EXERCISE INPUTS Start Marker

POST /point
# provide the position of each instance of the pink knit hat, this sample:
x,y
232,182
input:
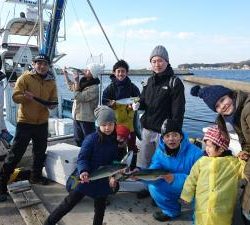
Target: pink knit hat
x,y
217,137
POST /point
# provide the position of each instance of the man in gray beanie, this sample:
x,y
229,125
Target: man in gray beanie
x,y
104,114
161,52
162,98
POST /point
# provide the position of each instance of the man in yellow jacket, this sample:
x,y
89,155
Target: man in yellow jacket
x,y
213,181
32,120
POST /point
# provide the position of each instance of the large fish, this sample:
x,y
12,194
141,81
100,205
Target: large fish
x,y
148,174
110,170
127,101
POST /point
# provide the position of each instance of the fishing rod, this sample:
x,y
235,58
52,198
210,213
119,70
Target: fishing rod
x,y
92,9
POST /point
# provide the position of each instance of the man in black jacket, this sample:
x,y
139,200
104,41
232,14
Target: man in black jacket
x,y
162,98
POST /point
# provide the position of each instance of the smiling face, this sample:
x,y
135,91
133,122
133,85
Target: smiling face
x,y
225,106
120,73
41,67
172,139
212,150
158,64
107,128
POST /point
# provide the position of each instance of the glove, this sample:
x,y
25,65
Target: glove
x,y
135,106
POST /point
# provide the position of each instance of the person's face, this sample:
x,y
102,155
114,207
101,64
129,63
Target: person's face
x,y
211,149
172,139
120,73
107,128
158,64
225,106
41,67
87,74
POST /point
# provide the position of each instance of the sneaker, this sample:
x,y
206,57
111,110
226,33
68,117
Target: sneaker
x,y
153,203
39,180
143,194
3,197
160,216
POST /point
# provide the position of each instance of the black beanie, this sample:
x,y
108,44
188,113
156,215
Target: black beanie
x,y
170,125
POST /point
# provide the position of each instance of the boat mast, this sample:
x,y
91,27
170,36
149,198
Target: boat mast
x,y
41,28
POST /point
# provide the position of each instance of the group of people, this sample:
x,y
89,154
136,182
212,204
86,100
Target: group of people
x,y
208,179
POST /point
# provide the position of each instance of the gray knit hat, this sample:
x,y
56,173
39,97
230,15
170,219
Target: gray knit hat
x,y
104,114
159,51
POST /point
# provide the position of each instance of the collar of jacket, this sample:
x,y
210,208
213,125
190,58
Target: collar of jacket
x,y
48,76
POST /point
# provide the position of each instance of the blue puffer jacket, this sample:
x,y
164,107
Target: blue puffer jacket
x,y
94,154
166,195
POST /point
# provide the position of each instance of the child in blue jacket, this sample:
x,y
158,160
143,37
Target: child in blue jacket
x,y
98,149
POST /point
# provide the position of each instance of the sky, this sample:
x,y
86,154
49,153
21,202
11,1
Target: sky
x,y
193,31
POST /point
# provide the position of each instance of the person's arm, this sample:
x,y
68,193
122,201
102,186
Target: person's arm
x,y
189,188
20,94
84,157
70,83
178,101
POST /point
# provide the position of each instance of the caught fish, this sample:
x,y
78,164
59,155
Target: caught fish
x,y
73,69
107,171
127,101
149,174
110,170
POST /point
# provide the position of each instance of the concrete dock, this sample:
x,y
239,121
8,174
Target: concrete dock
x,y
232,84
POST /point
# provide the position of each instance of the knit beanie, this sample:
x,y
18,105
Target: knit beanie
x,y
210,94
104,114
121,63
95,69
159,51
2,75
122,131
170,125
215,135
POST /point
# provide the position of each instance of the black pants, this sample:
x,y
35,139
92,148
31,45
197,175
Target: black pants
x,y
70,201
24,133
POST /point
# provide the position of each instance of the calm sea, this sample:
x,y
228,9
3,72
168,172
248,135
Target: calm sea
x,y
195,107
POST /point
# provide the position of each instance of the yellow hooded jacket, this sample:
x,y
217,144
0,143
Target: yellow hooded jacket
x,y
213,182
32,112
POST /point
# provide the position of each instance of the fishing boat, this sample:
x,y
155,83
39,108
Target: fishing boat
x,y
17,57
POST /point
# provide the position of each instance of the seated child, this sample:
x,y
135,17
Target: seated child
x,y
213,181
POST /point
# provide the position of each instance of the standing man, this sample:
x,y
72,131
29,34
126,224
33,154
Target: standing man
x,y
32,121
86,96
122,87
162,98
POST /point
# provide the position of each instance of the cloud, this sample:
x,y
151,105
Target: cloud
x,y
185,35
137,21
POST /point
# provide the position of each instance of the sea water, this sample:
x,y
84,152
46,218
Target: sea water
x,y
196,109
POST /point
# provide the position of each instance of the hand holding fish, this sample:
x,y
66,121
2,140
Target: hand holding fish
x,y
168,177
29,95
244,155
112,104
84,177
112,182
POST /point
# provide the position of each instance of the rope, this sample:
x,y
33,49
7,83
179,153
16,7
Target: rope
x,y
81,28
205,121
92,9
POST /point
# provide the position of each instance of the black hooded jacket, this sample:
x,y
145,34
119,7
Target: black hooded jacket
x,y
160,100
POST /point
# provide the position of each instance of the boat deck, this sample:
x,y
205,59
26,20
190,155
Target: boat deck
x,y
125,208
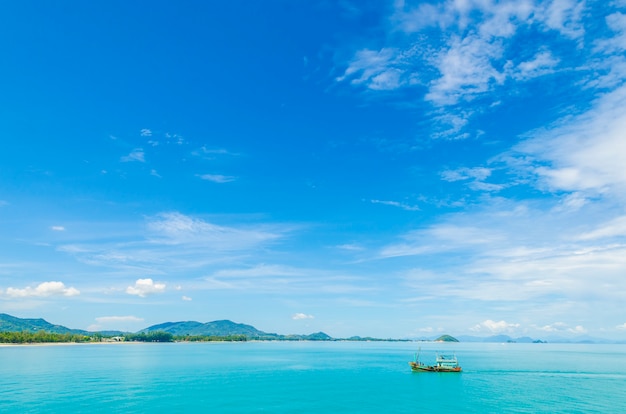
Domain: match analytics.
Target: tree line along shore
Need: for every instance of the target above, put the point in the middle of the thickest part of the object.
(42, 337)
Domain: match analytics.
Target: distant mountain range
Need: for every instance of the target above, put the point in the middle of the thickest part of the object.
(226, 328)
(10, 323)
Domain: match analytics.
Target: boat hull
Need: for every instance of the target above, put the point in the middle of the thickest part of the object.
(418, 367)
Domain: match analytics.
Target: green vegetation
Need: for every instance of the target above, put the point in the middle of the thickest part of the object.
(40, 337)
(210, 338)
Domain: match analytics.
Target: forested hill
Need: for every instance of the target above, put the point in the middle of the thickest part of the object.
(10, 323)
(227, 328)
(221, 328)
(215, 328)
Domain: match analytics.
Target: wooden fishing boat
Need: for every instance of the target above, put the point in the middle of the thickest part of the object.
(443, 363)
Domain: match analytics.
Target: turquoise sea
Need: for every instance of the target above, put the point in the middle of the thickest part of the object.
(311, 377)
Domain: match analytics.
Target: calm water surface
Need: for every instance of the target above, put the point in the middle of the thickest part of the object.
(310, 377)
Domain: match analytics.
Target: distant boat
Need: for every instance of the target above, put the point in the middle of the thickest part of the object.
(443, 363)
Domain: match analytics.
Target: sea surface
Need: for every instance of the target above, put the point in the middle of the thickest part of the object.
(311, 377)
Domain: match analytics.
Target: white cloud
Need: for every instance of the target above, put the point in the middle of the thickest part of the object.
(44, 289)
(612, 228)
(478, 173)
(565, 16)
(466, 69)
(403, 206)
(176, 228)
(135, 155)
(582, 154)
(145, 287)
(217, 178)
(495, 327)
(118, 319)
(300, 316)
(544, 63)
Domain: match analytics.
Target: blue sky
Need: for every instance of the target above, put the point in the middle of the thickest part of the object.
(391, 169)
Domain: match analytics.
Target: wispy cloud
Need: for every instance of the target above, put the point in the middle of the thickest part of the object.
(177, 228)
(403, 206)
(117, 319)
(145, 287)
(495, 327)
(44, 289)
(135, 155)
(460, 52)
(217, 178)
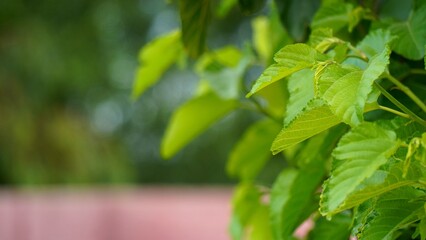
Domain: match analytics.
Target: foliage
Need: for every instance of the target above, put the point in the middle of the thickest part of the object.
(352, 114)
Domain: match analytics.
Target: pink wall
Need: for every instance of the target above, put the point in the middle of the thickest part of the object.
(115, 214)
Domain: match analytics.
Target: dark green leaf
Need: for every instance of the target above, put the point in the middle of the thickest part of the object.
(411, 35)
(194, 15)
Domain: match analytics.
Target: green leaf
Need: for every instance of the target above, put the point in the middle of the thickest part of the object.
(191, 119)
(260, 225)
(245, 202)
(322, 39)
(289, 59)
(375, 42)
(223, 70)
(358, 155)
(154, 59)
(348, 94)
(261, 37)
(411, 35)
(224, 7)
(335, 16)
(293, 193)
(337, 228)
(295, 20)
(391, 212)
(249, 7)
(301, 89)
(422, 228)
(383, 181)
(315, 118)
(194, 15)
(252, 151)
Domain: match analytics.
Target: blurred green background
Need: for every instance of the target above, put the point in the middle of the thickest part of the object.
(66, 73)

EXERCISE INPUTS End Marker

• PROMPT:
Which lines of the listing contain the string "green"? Copy each of them.

• WRITTEN RESPONSE:
Target: green vegetation
Target: dark green leaf
Target: green leaf
Target: blurred green background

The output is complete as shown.